INPUT =>
>>>

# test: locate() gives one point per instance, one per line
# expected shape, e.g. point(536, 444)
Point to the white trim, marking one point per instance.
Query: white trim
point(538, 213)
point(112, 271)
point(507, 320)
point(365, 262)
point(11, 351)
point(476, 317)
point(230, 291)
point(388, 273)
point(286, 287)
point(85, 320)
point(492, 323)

<<<

Copy out all the records with every "white trim" changed to "pale edging" and nothing else altered.

# test: locate() gives one point per instance, one per line
# expected shape, e.g. point(536, 444)
Point to the pale edging, marking one point per instance.
Query: pale edging
point(538, 213)
point(112, 271)
point(507, 320)
point(365, 262)
point(11, 351)
point(476, 317)
point(230, 291)
point(388, 273)
point(286, 287)
point(85, 320)
point(492, 323)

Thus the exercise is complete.